▶ _Challenge_
Pull out every line in the items below that contains the string "lens". The match is case-sensitive.

▶ _Data provided_

────────────────────

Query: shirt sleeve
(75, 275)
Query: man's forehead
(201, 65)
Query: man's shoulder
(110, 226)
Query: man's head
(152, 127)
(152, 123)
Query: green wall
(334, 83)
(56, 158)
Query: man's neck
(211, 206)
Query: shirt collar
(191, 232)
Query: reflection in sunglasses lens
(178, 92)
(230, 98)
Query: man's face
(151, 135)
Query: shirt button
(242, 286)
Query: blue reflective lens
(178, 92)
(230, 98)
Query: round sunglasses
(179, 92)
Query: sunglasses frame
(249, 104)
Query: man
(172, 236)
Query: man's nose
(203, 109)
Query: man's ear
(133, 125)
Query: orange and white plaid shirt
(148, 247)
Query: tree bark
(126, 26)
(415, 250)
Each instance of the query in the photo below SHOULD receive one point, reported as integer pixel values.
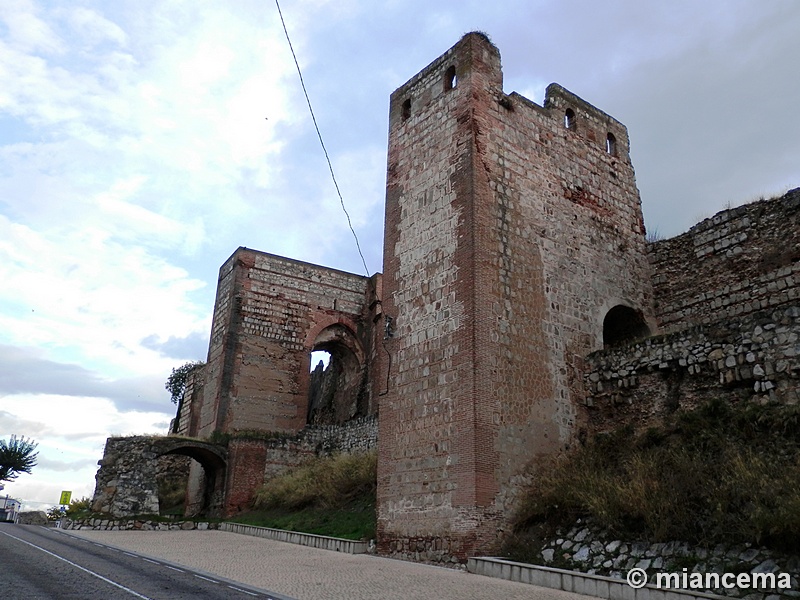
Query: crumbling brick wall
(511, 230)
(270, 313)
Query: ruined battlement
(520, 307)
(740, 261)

────────────────────

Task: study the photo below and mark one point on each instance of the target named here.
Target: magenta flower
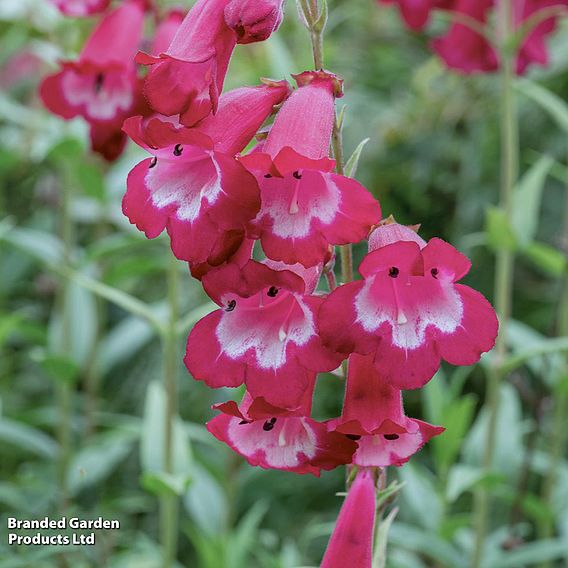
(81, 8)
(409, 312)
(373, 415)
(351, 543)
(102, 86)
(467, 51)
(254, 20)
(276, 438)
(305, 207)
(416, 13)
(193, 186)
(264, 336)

────────────────────

▶ _Result of the exercise_
Query: reflection in sunglasses lens
Query: blue reflective lens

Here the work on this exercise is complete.